§ **Aim of the task**
Copies of all lines containing the string "trace" are needed from the data below.

*** Dataset content

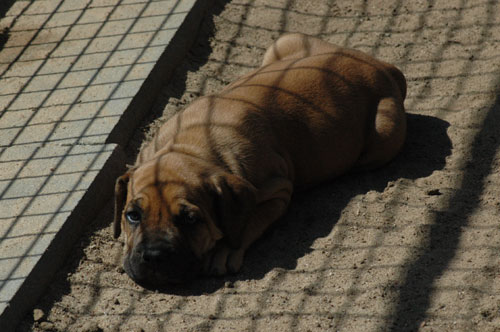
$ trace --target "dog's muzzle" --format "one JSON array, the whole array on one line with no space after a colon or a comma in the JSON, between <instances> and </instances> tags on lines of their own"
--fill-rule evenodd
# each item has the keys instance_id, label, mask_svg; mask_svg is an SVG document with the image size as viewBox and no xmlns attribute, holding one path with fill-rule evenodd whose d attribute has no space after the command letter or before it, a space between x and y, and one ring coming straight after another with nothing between
<instances>
[{"instance_id":1,"label":"dog's muzzle","mask_svg":"<svg viewBox=\"0 0 500 332\"><path fill-rule=\"evenodd\" d=\"M198 273L200 266L190 249L165 239L141 241L123 262L125 272L148 288L189 281Z\"/></svg>"}]
</instances>

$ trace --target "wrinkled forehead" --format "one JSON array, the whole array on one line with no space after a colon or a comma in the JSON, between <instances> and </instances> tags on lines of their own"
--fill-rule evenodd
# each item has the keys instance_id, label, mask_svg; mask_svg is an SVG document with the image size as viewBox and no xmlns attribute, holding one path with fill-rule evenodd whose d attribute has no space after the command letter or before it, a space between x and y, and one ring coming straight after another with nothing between
<instances>
[{"instance_id":1,"label":"wrinkled forehead","mask_svg":"<svg viewBox=\"0 0 500 332\"><path fill-rule=\"evenodd\" d=\"M173 202L186 197L187 185L175 172L148 163L134 170L128 193L130 198L147 196L149 199Z\"/></svg>"}]
</instances>

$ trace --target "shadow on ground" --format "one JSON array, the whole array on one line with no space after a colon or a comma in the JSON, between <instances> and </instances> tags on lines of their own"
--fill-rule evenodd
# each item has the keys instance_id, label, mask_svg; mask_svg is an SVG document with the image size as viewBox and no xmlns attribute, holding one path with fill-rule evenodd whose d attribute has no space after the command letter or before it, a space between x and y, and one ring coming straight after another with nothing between
<instances>
[{"instance_id":1,"label":"shadow on ground","mask_svg":"<svg viewBox=\"0 0 500 332\"><path fill-rule=\"evenodd\" d=\"M500 97L497 97L472 143L462 185L450 198L448 208L435 212L423 253L408 264L399 289L399 302L394 305L392 331L419 329L426 318L434 282L447 270L456 254L463 228L480 208L485 178L493 170L493 160L500 147L499 110Z\"/></svg>"}]
</instances>

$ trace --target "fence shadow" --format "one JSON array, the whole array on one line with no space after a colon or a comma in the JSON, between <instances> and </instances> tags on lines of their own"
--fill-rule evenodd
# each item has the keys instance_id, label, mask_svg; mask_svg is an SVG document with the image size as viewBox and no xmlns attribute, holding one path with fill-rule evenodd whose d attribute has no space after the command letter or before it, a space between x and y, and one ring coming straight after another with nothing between
<instances>
[{"instance_id":1,"label":"fence shadow","mask_svg":"<svg viewBox=\"0 0 500 332\"><path fill-rule=\"evenodd\" d=\"M213 67L217 67L215 73L210 74L210 77L203 78L199 84L199 89L193 89L195 96L204 94L206 82L208 80L223 81L222 76L219 75L228 67L237 68L237 70L250 70L252 65L248 65L246 61L241 60L243 57L238 57L238 52L241 52L245 47L248 48L263 48L263 40L275 39L280 33L288 31L301 31L304 30L310 34L316 35L320 38L335 41L336 43L355 47L367 51L370 54L378 56L388 61L395 61L397 65L403 69L403 72L409 73L408 81L411 86L410 96L407 100L408 114L408 138L407 142L401 153L390 164L381 169L357 174L347 174L330 183L323 184L307 192L297 193L291 203L288 213L270 229L265 236L256 242L248 251L246 260L241 273L233 276L223 278L198 278L194 282L183 285L182 287L169 287L161 290L164 294L163 299L168 299L173 305L165 310L156 310L153 314L145 313L143 311L144 303L140 303L139 299L131 301L127 304L127 308L123 313L117 314L118 318L113 321L114 328L126 326L128 320L135 318L142 318L145 320L151 317L162 319L157 323L158 329L166 329L175 325L175 319L172 318L177 315L187 318L188 320L202 321L199 325L200 331L210 331L214 329L217 324L222 324L222 320L217 320L219 315L226 319L224 322L234 322L242 325L248 324L248 331L258 331L258 323L253 321L253 315L264 313L264 315L274 315L277 311L267 310L266 300L270 299L270 294L280 294L280 278L267 278L270 272L293 274L302 273L302 271L295 271L299 265L299 260L307 256L308 253L313 252L314 242L322 237L328 236L332 230L335 231L339 219L342 217L344 210L349 210L349 204L353 202L356 196L364 196L367 192L377 191L383 192L391 182L400 181L404 179L421 179L430 176L433 172L443 170L446 165L446 159L451 155L452 144L447 133L450 124L440 118L446 118L451 122L453 119L452 112L457 112L457 107L450 105L456 102L459 98L464 98L467 94L469 96L478 97L480 99L485 94L484 91L470 91L468 89L470 75L487 75L490 69L482 69L483 72L471 72L473 60L479 63L486 63L491 60L489 56L483 55L480 50L483 47L483 41L487 38L488 34L497 23L492 20L485 20L479 24L478 22L471 23L467 18L471 17L471 12L482 7L493 7L494 1L488 1L485 4L471 3L461 1L458 8L446 7L438 2L429 1L428 3L415 3L414 6L409 5L410 2L395 1L390 9L386 11L373 10L368 1L360 1L357 7L352 11L346 11L345 8L339 8L341 2L328 2L324 9L317 10L303 10L297 9L298 1L287 0L284 3L278 4L261 4L257 1L247 1L245 3L238 2L232 4L232 10L238 15L226 15L224 20L230 21L232 27L236 32L227 33L231 35L224 40L215 40L219 44L227 46L226 56L222 60L215 59L213 62L209 60L209 55L214 50L211 49L210 38L213 35L213 15L220 13L226 3L229 1L217 1L215 7L209 11L209 21L205 22L205 29L210 30L203 32L199 36L198 48L192 51L189 61L180 66L176 72L176 81L171 83L163 91L163 97L157 104L157 110L149 120L153 120L159 115L159 111L167 107L169 98L180 98L185 95L186 90L190 88L186 84L188 72L196 71L201 68L207 61ZM344 3L344 5L346 5ZM446 8L439 8L439 7ZM434 8L435 7L435 8ZM311 8L309 8L311 9ZM314 8L313 8L314 9ZM351 8L349 8L351 10ZM266 25L261 22L258 17L259 13L264 11L279 12L276 17L279 18L279 27ZM434 24L431 22L435 19L436 13L442 11L445 13L443 22ZM488 9L489 11L489 9ZM257 14L256 14L257 12ZM321 12L321 13L319 13ZM491 10L491 13L494 11ZM212 16L211 16L212 15ZM253 17L252 17L253 15ZM490 14L493 15L493 14ZM297 24L301 23L300 19L304 17L316 17L317 31L306 26ZM411 24L404 24L407 21ZM333 28L331 23L334 24ZM403 22L403 24L402 24ZM431 24L432 23L432 24ZM468 37L475 36L472 29L474 27L482 27L481 35L478 40L464 38L460 35L461 32L467 32ZM467 29L470 29L467 30ZM474 30L475 31L475 30ZM206 33L206 34L205 34ZM245 45L245 34L255 34L255 38L250 45ZM433 41L433 38L443 38L444 42ZM220 37L219 37L220 38ZM269 41L267 40L267 41ZM434 44L435 48L428 45ZM486 46L486 45L484 45ZM490 47L491 45L487 45ZM467 51L465 51L467 50ZM455 53L453 53L455 52ZM465 52L465 53L463 53ZM231 53L231 54L230 54ZM250 52L249 52L250 53ZM251 53L251 54L257 54ZM469 58L470 56L470 58ZM469 58L469 60L467 60ZM454 69L451 70L445 62L453 62ZM465 64L461 67L462 63ZM455 65L456 63L456 65ZM415 69L417 68L417 69ZM444 70L442 70L444 69ZM458 74L456 72L459 72ZM491 70L492 71L492 70ZM228 75L229 76L229 75ZM447 91L433 91L434 84L442 84L449 87ZM196 91L195 91L196 90ZM480 89L479 89L480 90ZM191 91L190 91L191 92ZM434 99L433 99L434 98ZM465 97L467 98L467 97ZM445 102L443 102L443 100ZM449 103L446 101L450 100ZM460 99L462 102L464 99ZM468 100L467 102L474 101ZM428 107L422 107L422 104L428 102ZM463 108L463 107L462 107ZM471 106L475 108L475 106ZM376 310L369 311L372 315L370 318L378 319L380 330L390 329L393 331L413 331L417 330L423 321L426 310L430 307L430 299L436 290L433 288L433 283L436 279L444 274L450 260L454 257L457 250L458 240L462 234L463 226L467 225L470 214L477 209L479 196L483 191L482 180L489 173L492 167L492 158L495 151L498 149L498 143L495 143L491 149L484 148L482 142L486 140L500 141L498 130L495 131L495 124L499 123L498 119L499 102L495 103L488 113L484 125L481 127L480 133L474 140L472 157L469 166L465 170L464 181L454 196L449 202L449 208L443 212L436 212L434 215L434 225L430 229L430 240L426 242L423 255L414 257L413 255L405 256L403 262L395 263L397 273L403 270L401 276L397 276L400 280L395 296L394 303L385 303L387 310L390 312L390 317L385 316L385 312ZM458 111L466 114L467 110L459 109ZM433 114L434 116L417 115L413 113ZM458 122L458 121L457 121ZM460 123L453 123L453 125L460 125ZM468 123L467 123L468 124ZM142 141L142 136L136 142ZM136 145L138 147L139 145ZM130 150L129 150L130 151ZM130 158L133 158L131 156ZM132 160L129 159L129 163ZM452 170L456 171L456 170ZM457 176L461 176L462 170L456 171ZM412 186L414 183L412 183ZM399 191L402 193L403 188ZM404 192L406 194L406 192ZM409 193L411 194L411 193ZM396 199L396 198L395 198ZM422 210L425 210L422 208ZM421 211L422 211L421 210ZM393 211L387 212L388 214ZM396 213L396 212L394 212ZM96 226L96 230L106 227L109 219L102 219L102 223ZM372 225L373 226L373 225ZM396 232L394 232L396 233ZM375 249L387 249L387 238L381 238L375 246ZM333 244L335 246L335 243ZM419 243L416 244L417 246ZM339 247L342 246L342 243ZM402 250L410 248L402 244ZM81 249L81 248L80 248ZM354 248L356 250L359 248ZM358 250L360 252L361 250ZM362 253L361 253L362 254ZM77 253L77 257L83 257L83 251ZM370 260L369 254L366 255L368 261ZM366 258L366 257L363 257ZM335 260L335 257L331 258ZM372 265L377 265L372 262ZM77 263L75 263L77 264ZM119 257L116 257L116 265L120 265ZM113 268L113 267L107 267ZM386 266L378 266L380 269L389 270ZM391 267L392 268L392 267ZM69 267L70 271L76 269L76 265ZM335 271L335 269L326 266L324 270ZM307 290L293 289L291 293L297 296L302 296L303 300L310 297L311 294L318 295L324 291L325 297L331 296L329 293L331 289L322 289L321 285L327 279L326 274L321 269L318 269L317 275L313 282L318 283L318 291L316 294L307 293ZM363 273L362 269L357 270L357 275ZM105 291L115 290L123 285L104 285L100 284L101 272L97 272L91 281L93 287L92 299L89 303L79 311L79 317L71 318L68 324L70 330L77 321L86 319L101 319L100 313L96 312L94 308L99 305L100 301L109 301L109 298L101 297ZM64 292L70 293L70 284L64 279L64 276L59 278L64 280ZM253 296L257 303L256 308L245 308L241 312L231 312L231 306L234 305L232 293L225 291L223 288L226 283L233 283L246 280L262 280L260 286L264 290L259 289L253 293L248 293L248 298ZM375 288L384 288L387 279L382 280L382 284L372 284ZM309 284L309 283L308 283ZM126 289L119 289L120 291L136 292L138 294L146 294L150 296L152 292L148 290L137 291L127 284ZM353 291L352 293L350 291ZM358 291L358 293L356 293ZM347 322L350 318L357 319L359 305L357 300L362 296L360 295L365 291L361 285L352 281L352 285L348 290L342 291L341 304L332 309L335 311L332 317L337 319L338 322L332 323L330 326L332 330L343 330L342 324ZM208 294L210 302L203 302L202 299L197 299L197 303L193 304L190 295ZM51 300L51 305L56 303L63 294L57 295L56 299ZM170 295L180 295L179 297L170 297ZM245 294L242 294L245 296ZM333 294L337 296L337 294ZM169 304L170 304L169 302ZM306 301L304 301L306 302ZM262 307L259 305L262 304ZM50 305L50 306L51 306ZM204 305L215 307L214 313L206 314L202 308ZM49 307L50 307L49 306ZM193 306L198 308L200 312L193 312ZM293 317L289 321L283 323L283 327L289 328L290 331L300 330L295 323L304 318L307 320L309 317L324 318L330 315L327 312L311 313L309 308L305 305L290 304L284 310L285 316ZM469 308L470 309L470 308ZM226 312L227 310L227 312ZM328 308L325 311L329 310ZM152 309L152 311L154 311ZM472 312L473 310L469 310ZM229 312L229 313L228 313ZM269 313L270 312L270 313ZM278 312L279 313L279 312ZM84 318L82 318L84 317ZM133 318L131 318L133 317ZM271 317L272 318L272 317ZM365 317L366 318L366 317ZM463 317L459 317L463 319ZM247 322L247 320L252 320ZM391 321L393 320L393 321ZM173 321L173 322L172 322ZM195 324L195 323L193 323ZM295 325L294 325L295 324ZM347 324L347 323L346 323ZM333 326L333 327L332 327Z\"/></svg>"}]
</instances>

******

§ **Your response**
$ trace --target "dog's muzzle" --format "one JSON array, the whole array on one line with no space after a colon or a comma in the JSON, between <instances> and </instances> tags on lines of their own"
$ trace --target "wrinkled forehead" --format "one JSON array, the whole array on one line with no space after a colon or a comma in the JSON, between <instances> and </instances> tags on lines of their own"
$ trace --target "shadow on ground" --format "one JSON array, the whole array on one line with no space after a colon or a comma in the JSON, between <instances> and </instances> tags on lines of their own"
$ trace --target "fence shadow" --format "one JSON array, the whole array on one line with no space after a colon or a comma in the JSON, between <instances> and </instances> tags on lines of their own"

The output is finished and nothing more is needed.